▶ _What to do_
Output the lines as a two-column CSV with the header text,points. Begin at the line that has "Each returned point MUST lie on the matching ocean and", stop after the line that has "[[116, 207]]", and give one row per line with its answer, each value in a single quoted field and any line breaks turned into spaces.

▶ _Record extracts_
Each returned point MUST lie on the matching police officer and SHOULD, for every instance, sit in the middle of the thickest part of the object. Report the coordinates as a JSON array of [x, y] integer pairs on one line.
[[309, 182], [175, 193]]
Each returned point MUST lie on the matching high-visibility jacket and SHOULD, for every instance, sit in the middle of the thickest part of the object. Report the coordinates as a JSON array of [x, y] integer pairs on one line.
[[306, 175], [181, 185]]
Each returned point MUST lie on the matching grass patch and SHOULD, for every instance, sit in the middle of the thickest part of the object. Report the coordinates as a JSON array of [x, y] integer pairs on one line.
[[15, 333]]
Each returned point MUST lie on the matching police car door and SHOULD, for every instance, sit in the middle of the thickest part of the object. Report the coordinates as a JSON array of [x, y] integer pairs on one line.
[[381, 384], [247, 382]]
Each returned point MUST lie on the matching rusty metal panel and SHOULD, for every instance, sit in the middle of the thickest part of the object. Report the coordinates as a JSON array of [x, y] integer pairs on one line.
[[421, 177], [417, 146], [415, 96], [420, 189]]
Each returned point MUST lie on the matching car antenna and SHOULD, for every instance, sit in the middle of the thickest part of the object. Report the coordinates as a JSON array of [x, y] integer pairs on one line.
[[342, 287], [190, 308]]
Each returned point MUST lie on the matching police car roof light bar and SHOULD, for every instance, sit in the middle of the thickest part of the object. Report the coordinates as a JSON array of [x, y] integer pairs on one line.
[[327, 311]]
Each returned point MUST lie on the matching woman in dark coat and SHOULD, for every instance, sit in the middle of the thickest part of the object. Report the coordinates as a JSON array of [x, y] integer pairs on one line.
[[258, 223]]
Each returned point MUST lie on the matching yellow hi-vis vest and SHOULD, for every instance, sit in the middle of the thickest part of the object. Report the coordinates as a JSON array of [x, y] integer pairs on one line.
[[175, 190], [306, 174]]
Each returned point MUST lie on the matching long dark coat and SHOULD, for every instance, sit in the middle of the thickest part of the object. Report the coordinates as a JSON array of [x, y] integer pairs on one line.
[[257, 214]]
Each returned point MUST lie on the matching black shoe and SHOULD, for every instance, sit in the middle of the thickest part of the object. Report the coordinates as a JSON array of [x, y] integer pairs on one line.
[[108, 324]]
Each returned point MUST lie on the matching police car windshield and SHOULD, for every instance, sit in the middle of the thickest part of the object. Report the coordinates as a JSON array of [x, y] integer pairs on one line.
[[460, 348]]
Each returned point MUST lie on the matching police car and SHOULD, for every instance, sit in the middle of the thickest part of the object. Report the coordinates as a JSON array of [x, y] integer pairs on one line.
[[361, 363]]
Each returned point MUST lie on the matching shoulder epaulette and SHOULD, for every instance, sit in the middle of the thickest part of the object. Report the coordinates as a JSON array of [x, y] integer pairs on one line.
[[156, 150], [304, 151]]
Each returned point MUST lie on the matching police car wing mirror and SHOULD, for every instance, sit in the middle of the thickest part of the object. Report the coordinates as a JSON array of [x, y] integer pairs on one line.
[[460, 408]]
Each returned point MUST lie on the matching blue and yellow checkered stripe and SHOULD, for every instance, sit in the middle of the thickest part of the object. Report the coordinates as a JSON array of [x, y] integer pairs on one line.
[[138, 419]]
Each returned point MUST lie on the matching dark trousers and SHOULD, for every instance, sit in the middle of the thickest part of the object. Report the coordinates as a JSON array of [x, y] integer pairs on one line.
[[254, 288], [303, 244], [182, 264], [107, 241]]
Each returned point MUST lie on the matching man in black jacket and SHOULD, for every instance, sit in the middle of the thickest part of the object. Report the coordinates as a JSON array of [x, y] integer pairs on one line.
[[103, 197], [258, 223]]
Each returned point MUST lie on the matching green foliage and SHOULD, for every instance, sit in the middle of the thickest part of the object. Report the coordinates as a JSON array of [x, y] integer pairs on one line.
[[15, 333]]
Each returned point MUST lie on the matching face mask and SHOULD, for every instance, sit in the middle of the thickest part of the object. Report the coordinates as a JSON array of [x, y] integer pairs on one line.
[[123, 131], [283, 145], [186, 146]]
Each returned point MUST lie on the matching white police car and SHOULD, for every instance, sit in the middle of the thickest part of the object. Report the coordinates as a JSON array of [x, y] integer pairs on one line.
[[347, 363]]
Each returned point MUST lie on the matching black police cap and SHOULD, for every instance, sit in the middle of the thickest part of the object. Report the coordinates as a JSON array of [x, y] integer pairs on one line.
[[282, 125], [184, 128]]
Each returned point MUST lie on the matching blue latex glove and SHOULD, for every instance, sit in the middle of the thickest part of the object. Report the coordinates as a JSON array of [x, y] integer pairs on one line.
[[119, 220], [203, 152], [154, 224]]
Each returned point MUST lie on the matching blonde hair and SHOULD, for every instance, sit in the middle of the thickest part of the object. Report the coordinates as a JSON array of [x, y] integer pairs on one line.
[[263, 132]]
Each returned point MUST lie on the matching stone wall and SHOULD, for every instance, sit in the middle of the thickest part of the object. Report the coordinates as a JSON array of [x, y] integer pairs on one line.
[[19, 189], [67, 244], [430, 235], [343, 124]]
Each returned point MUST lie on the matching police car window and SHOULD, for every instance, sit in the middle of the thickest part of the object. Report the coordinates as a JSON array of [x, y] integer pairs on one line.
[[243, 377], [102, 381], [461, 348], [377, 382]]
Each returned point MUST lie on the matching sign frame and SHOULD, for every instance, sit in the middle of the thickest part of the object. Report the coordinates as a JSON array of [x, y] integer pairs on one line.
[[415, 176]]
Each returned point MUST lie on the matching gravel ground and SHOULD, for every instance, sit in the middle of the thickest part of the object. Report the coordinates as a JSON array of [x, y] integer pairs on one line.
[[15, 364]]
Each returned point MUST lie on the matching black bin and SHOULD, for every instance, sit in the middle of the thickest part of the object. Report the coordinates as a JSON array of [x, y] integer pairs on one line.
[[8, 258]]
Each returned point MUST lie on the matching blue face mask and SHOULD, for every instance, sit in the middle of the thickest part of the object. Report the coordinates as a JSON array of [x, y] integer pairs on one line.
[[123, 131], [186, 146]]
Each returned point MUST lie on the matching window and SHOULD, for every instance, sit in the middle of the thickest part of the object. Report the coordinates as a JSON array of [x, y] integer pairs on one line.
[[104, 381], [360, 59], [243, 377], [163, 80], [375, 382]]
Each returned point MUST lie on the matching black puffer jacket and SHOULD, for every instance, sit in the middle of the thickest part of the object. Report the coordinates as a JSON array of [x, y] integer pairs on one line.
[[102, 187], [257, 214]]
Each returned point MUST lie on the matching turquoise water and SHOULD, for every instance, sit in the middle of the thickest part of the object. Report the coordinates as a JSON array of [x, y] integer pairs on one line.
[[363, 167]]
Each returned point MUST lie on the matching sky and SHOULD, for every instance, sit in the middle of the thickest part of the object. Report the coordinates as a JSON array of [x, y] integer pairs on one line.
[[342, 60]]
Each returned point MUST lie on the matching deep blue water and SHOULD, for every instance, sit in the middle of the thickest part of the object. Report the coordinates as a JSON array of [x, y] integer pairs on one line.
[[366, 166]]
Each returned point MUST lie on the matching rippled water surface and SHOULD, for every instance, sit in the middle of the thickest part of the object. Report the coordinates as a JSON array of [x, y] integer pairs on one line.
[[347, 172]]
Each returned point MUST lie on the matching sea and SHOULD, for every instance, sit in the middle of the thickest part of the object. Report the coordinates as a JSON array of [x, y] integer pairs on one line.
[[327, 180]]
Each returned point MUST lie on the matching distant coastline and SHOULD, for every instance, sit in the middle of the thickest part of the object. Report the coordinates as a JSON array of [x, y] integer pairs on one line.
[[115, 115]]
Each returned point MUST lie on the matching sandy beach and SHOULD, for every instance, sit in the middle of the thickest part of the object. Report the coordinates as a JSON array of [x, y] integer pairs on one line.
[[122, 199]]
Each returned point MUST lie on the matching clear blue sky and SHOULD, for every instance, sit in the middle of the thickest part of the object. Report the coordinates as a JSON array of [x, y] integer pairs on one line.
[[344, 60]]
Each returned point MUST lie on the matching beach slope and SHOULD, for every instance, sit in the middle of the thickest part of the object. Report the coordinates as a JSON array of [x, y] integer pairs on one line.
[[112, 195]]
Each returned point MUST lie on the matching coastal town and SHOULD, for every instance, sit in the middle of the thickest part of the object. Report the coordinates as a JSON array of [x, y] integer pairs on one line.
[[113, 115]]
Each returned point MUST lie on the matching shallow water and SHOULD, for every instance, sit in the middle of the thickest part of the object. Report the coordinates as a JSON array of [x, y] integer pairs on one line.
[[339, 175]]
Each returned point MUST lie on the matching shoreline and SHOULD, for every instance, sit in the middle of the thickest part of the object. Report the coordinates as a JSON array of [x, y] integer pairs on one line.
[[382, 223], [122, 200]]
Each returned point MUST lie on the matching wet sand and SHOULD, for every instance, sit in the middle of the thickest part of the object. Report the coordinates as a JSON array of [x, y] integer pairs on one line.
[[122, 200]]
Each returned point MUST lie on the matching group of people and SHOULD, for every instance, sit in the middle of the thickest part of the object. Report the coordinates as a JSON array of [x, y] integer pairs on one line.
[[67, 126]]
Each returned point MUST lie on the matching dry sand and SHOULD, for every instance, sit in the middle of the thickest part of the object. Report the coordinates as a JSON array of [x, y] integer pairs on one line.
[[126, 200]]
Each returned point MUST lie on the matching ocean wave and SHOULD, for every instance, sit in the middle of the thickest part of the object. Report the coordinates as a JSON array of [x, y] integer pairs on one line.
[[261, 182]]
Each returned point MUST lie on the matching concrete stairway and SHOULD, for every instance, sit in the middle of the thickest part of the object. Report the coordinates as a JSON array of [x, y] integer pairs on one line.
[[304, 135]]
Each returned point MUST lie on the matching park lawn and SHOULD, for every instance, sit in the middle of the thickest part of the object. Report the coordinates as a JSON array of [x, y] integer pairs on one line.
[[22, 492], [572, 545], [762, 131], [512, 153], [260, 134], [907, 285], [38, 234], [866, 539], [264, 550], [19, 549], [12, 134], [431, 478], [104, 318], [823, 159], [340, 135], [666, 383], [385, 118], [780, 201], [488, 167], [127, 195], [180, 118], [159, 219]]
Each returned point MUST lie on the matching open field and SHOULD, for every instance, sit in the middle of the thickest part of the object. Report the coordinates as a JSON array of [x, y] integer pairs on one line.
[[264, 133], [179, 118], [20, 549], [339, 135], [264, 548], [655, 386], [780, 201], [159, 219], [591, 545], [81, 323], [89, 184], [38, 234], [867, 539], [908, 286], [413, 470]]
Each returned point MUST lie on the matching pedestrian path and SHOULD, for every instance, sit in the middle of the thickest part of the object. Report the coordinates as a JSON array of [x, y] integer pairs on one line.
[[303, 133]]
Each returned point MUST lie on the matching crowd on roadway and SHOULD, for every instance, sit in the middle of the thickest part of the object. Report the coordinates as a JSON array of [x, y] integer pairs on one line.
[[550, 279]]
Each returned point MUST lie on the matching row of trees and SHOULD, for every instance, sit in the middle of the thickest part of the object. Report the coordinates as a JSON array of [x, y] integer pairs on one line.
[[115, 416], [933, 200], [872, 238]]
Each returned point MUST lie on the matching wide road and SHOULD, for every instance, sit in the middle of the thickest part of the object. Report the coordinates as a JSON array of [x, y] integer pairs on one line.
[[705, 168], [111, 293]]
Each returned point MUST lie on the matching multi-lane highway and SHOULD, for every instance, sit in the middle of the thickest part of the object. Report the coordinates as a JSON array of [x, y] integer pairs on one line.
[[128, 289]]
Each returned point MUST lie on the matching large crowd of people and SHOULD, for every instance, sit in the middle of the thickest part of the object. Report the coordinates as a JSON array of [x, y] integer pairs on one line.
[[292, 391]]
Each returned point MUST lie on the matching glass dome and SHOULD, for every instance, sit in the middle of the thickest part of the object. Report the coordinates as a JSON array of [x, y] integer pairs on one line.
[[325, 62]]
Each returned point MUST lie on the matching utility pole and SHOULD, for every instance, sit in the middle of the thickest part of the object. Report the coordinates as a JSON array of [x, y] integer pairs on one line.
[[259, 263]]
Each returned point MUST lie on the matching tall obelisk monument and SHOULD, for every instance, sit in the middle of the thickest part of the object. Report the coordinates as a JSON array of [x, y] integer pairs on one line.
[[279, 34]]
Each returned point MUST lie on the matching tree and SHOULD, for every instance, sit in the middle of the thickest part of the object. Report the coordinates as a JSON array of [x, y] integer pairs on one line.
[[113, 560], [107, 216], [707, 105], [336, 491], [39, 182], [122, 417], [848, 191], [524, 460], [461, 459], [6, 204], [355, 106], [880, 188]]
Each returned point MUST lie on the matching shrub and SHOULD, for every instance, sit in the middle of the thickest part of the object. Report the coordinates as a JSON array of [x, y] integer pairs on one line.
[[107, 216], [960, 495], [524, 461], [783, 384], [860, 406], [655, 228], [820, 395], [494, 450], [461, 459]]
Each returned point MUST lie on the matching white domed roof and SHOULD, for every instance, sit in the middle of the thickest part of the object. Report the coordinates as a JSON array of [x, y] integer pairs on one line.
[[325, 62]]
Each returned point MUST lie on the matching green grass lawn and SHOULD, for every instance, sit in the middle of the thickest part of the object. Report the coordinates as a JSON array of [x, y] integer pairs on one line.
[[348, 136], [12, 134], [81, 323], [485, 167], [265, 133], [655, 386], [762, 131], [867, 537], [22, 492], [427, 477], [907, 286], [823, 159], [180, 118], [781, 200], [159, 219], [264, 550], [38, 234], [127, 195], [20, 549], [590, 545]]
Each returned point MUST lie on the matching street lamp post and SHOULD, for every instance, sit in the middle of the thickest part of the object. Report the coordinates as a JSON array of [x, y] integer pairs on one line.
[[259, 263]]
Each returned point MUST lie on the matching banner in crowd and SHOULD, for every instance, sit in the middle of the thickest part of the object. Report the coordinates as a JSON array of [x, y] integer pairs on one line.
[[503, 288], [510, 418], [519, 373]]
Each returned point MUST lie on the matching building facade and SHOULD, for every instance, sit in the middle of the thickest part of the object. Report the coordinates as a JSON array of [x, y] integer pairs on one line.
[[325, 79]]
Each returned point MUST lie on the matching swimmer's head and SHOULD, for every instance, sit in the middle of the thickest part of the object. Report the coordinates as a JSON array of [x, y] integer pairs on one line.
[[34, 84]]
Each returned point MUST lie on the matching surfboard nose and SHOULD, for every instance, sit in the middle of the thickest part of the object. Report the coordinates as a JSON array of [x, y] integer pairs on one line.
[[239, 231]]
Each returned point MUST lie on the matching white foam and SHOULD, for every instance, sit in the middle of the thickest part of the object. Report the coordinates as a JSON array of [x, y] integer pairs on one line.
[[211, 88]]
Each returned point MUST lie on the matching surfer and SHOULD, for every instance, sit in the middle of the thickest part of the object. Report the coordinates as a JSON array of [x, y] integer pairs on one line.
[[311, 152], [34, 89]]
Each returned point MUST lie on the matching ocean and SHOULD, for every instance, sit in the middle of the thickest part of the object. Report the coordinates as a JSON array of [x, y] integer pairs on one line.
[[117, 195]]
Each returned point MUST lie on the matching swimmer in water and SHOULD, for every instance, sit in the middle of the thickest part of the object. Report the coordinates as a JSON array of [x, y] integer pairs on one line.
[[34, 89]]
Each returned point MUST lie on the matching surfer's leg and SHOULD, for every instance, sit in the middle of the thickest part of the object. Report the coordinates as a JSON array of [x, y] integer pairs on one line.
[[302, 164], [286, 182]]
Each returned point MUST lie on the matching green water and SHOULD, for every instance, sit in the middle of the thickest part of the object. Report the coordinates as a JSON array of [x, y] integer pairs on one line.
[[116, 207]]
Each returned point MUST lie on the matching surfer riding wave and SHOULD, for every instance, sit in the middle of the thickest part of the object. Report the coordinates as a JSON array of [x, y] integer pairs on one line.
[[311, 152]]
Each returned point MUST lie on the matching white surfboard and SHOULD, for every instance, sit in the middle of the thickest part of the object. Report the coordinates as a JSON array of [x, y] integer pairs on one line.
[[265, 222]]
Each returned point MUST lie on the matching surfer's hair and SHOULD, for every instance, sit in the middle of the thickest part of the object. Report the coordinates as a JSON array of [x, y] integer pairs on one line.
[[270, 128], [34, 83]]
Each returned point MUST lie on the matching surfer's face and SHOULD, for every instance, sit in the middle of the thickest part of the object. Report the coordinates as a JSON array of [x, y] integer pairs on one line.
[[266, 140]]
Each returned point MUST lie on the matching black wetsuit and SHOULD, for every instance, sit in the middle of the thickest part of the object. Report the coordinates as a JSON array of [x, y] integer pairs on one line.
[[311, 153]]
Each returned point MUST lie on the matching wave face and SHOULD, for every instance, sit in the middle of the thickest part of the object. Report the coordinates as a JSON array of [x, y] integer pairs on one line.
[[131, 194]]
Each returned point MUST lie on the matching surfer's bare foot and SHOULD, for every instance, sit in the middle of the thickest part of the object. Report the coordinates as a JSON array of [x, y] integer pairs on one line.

▶ _Solution to this exercise_
text,points
"Each returned point MUST lie on the matching ocean and SHOULD, for every instance, sit in the middle of the thickest part of the object. Report the coordinates as a JSON array of [x, y] integer pairs on one line.","[[117, 195]]"
"Each returned point MUST lie on the matching swimmer in water and SHOULD, for every instance, sit in the middle of the thickest part of the object. Report the coordinates as a JSON array of [x, y] integer pairs on one line.","[[34, 89]]"
"Each returned point MUST lie on the matching surfer's leg and SHOULD, for every instance, sit in the middle of the thickest part of the object. Report the coordinates as a JSON array of [x, y] integer pairs on one line.","[[302, 164], [286, 182]]"
"Each returned point MUST lie on the matching green water and SHOULD, for every instance, sit in the middle of the thickest part of the object. Report the coordinates as a JSON array of [x, y] integer pairs on one line.","[[116, 207]]"